Selected extract:

--------

Is it Right to Abstain from Voting if you are Eligible to Vote?

    “This is no time for apathy or complacency, this is a time for vigorous and positive action.” These words spoken were by Dr. Martin Luther King, and they couldn’t ring more true today. With the upcoming election fast approaching amidst a time of great distress and upheaval in our country, it is vital that we take this “vigorous and positive” action and vote for candidates that will champion critical issues, protect American democracy and bring about positive systemic changes. Given the state of our country, abstaining from voting is complacent, selfish and simply undemocratic. Voting is more than just a right; -it’s a duty.

     Social Studies teacher Mr. Wieckiewicz affirmed the importance of voting: “Voting is the most direct way to make changes in your government, local or national. If you have ever complained about a government-related issue like taxes, potholes, legal limits, [or] voting rights, and you do not vote, you really have no right to complain because you did not play a role in the decision-making process. People voted in the representatives that are not fixing the potholes you run over every morning on the way to school.”

--------

What to produce:
In the article on abstaining from voting, what subject does Mr. Wieckiewicz teach?

Stored entries:
--------

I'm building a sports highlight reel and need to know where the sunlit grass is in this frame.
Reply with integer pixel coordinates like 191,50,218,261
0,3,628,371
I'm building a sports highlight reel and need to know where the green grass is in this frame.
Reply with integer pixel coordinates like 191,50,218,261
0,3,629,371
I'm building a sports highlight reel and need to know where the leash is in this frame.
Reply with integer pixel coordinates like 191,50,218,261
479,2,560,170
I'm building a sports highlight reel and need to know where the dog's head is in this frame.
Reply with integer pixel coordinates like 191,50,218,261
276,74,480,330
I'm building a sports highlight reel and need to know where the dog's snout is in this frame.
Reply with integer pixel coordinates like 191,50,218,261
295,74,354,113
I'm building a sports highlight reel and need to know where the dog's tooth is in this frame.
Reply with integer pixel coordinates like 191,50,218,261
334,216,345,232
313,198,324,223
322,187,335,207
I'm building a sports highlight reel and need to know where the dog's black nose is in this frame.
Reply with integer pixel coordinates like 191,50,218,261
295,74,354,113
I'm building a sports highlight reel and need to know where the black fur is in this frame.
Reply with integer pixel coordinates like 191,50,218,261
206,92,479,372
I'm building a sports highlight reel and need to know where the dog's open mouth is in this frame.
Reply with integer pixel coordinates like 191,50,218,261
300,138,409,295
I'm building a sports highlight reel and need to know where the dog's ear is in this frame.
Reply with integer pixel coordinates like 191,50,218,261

--------

The answer:
Social Studies.